• **SUPPLIED TEXT**

Yarrow plants have been used for the treatment of external skin wounds as far back as with the ancient Greeks. Used for centuries on bruises, cuts, scrapes, rashes and burns, the leaves and stems can be crushed and used on the spot to help stop bleeding and aid in healing. The volatile oils work as antibacterial and anti-inflammatory.

We hiked further into the wilderness and finally decided to set up base camp near a stream. The area provided for our water necessity and material resources for constructing shelters.

The first priority was starting a fire. Our initial water source in our water containers were almost empty. The rising temperatures required us to drink more water to stay hydrated. We needed to start boiling our drinking water from the stream to make it potable. Some of the people decided to take on the task of starting a fire, while the other people went out to gather dry, downed wood for the fire.

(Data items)
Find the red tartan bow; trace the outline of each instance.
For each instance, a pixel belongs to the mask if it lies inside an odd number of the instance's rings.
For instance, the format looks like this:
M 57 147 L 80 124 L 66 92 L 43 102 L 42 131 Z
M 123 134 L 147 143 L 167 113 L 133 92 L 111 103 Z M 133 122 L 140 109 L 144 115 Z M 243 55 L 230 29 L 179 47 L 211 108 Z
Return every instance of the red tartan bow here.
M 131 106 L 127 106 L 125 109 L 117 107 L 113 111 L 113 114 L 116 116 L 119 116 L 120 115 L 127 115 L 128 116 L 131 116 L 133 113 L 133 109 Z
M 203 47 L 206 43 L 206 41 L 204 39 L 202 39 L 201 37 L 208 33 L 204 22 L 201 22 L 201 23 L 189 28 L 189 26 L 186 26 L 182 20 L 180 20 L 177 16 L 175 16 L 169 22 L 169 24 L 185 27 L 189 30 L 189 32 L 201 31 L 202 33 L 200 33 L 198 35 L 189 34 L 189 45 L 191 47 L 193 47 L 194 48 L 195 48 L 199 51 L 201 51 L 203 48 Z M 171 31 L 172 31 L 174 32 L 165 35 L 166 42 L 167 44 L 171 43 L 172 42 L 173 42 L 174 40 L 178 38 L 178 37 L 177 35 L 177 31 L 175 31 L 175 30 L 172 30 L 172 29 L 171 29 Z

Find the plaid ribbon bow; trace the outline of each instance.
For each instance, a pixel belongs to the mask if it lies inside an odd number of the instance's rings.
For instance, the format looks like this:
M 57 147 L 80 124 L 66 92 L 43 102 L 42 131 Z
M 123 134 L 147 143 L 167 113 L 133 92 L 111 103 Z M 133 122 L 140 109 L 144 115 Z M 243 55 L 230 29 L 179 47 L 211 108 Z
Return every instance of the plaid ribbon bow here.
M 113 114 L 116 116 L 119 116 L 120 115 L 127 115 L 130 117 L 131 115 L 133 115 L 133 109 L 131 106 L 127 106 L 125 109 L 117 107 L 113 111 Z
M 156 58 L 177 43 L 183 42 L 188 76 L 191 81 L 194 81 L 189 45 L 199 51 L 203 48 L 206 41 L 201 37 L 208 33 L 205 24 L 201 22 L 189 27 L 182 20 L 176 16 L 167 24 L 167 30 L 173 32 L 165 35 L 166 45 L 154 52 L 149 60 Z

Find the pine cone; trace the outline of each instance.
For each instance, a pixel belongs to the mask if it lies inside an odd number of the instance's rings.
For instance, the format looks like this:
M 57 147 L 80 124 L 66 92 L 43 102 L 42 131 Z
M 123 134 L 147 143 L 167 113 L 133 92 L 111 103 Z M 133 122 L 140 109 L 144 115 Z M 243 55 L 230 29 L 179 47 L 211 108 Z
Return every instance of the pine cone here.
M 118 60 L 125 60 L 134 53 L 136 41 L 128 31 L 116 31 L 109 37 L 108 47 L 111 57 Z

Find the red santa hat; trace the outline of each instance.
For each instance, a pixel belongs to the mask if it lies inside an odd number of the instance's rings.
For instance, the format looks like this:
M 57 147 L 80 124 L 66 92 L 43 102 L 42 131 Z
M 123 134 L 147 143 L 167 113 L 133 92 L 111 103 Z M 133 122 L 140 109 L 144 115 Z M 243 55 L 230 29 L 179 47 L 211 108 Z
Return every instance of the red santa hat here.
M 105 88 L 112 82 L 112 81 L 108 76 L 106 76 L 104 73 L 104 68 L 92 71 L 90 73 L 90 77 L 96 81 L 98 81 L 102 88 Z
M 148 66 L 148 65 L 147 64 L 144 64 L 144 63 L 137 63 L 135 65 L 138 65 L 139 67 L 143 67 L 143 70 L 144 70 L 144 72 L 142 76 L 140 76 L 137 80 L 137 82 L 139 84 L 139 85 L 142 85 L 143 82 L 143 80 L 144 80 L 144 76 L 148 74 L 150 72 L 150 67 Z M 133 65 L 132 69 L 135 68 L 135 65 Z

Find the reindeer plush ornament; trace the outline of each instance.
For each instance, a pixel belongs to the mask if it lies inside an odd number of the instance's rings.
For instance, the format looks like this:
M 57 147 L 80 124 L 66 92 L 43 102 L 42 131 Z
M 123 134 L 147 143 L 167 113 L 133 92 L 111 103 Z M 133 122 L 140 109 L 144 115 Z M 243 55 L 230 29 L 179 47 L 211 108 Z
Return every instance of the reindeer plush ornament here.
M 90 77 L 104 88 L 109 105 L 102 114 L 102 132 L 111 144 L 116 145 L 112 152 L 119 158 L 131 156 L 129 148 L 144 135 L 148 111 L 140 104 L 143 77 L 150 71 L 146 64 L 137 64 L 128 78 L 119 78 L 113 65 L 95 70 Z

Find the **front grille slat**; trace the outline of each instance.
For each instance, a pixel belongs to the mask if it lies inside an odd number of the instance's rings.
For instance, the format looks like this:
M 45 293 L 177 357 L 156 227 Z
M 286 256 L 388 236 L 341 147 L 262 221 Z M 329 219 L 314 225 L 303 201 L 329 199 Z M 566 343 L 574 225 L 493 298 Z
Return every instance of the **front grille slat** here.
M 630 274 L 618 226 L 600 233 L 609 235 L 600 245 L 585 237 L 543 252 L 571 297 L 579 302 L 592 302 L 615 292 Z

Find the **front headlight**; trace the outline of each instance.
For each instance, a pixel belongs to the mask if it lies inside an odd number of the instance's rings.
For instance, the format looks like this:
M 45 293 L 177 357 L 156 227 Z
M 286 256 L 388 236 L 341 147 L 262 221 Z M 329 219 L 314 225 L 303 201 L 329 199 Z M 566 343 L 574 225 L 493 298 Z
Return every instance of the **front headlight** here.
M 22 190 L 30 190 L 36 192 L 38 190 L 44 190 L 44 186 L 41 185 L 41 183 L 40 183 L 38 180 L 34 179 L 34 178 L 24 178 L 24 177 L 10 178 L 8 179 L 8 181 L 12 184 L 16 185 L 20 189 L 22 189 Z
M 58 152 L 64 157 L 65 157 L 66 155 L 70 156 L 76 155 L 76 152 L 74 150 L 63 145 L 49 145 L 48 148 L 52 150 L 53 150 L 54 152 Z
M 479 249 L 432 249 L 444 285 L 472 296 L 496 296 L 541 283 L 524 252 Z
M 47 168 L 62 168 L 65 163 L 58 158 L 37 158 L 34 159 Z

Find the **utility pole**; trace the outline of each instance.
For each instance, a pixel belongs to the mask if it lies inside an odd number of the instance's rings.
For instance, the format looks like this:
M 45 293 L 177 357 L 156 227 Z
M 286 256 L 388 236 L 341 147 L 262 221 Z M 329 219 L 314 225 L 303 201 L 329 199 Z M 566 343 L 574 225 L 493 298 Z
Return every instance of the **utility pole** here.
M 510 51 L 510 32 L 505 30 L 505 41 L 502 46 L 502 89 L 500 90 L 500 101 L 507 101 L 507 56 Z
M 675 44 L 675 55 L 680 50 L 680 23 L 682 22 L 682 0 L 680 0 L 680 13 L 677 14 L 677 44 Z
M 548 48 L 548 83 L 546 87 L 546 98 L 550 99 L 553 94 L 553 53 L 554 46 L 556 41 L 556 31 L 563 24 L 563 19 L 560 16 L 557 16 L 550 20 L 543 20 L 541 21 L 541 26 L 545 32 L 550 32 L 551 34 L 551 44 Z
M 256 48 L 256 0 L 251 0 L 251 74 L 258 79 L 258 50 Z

• **SET OF TASKS**
1. According to the passage about yarrow and setting up camp, what do the volatile oils in yarrow work as?
2. Write out the passage about yarrow and setting up camp word for word from "Yarrow plants have" to "antibacterial and anti-inflammatory.".
3. Carry on the passage about yarrow and setting up camp from its final sentence.

• **RESPONSES IN ORDER**
1. They work as antibacterial and anti-inflammatory.

2.
Yarrow plants have been used for the treatment of external skin wounds as far back as with the ancient Greeks. Used for centuries on bruises, cuts, scrapes, rashes and burns, the leaves and stems can be crushed and used on the spot to help stop bleeding and aid in healing. The volatile oils work as antibacterial and anti-inflammatory.

3.
When we hiked through the wilderness, finding the right type of fire making materials were always on our mind. Buckeye branches make good hearthboards. We found a fallen buckeye limb along the route. There were also dead buckeye branches still clinging to some of the buckeye trees we encountered. We gathered a few dead wood that were not too rotten or green, but just the right density and dryness to produce a hearthboard for fire making.

California Buckeye (Aesculus californica)

Mule fat was found growing near the stream. The long stems of the plant made excellent spindles for the hand drill technique of fire making. We had to seek and select the best mule fat stems that would suit our needs. The wood had to be dead, dry and straight in order for us to use the material instantly.

Mule Fat (Baccharis salicifolia)

The bark was removed on the mule fat and buckeye wood. The dust that is created when two woods are ground against each other must be as fine as flour to optimize ignition. If left on the wood, the hard bark tends to make a coarse dust that does not light or requires more energy to combust.

Operating as a team, we decided to use the hand drill method.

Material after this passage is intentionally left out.